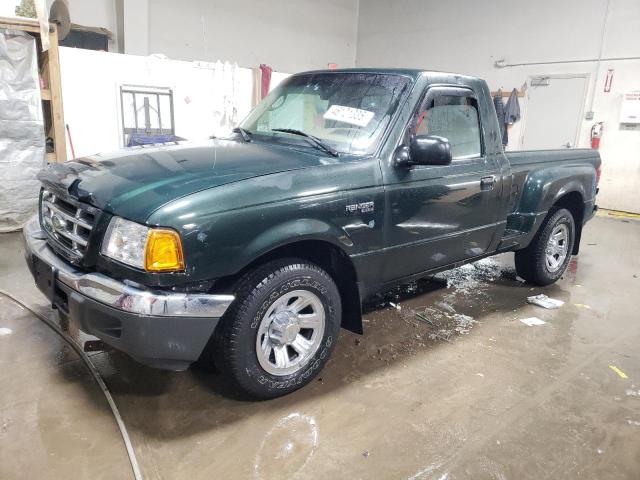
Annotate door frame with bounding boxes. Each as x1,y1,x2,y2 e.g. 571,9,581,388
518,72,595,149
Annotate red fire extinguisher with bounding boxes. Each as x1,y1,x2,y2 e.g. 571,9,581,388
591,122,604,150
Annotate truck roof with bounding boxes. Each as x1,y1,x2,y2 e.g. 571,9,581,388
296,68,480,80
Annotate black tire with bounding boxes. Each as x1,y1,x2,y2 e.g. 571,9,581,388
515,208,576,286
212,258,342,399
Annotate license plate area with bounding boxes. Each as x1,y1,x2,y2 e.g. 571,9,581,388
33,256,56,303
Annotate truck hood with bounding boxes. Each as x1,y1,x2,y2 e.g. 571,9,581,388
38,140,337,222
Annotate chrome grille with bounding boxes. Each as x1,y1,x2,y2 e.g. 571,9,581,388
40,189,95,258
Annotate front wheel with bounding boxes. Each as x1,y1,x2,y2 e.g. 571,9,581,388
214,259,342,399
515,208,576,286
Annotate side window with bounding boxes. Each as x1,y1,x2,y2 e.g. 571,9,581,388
------------------------------------
JOB
Reproduce the entries from the beginning through the line containing "40,189,95,258", both included, swapping "Annotate" for "Label" and leaving everything else unchanged. Omit the pictures from your answer.

OUTPUT BELOW
Label door frame with bounding boxes. Each as x1,y1,x2,y2 e.g. 571,9,581,388
518,72,595,149
Label red fire extinguisher with bounding boxes. Each as x1,y1,x2,y2 e.g. 571,9,581,388
591,122,604,150
Label truck roof with bounding boxes. Each as x1,y1,x2,y2 e.g. 571,9,581,388
296,68,480,80
Label black tire with bounding boxes. Each as x1,y1,x2,y2 e.g. 571,9,581,388
515,208,576,286
212,258,342,399
Label license plate area with bounding boxes. Each as x1,y1,x2,y2 e.g. 571,9,581,388
33,256,56,303
Label truck hood with bounding boxes. Each as x1,y1,x2,y2 e.g. 571,9,581,388
38,140,337,222
Label chrome grille with bounding boxes. Each as x1,y1,x2,y2 e.g. 571,9,581,388
40,189,95,258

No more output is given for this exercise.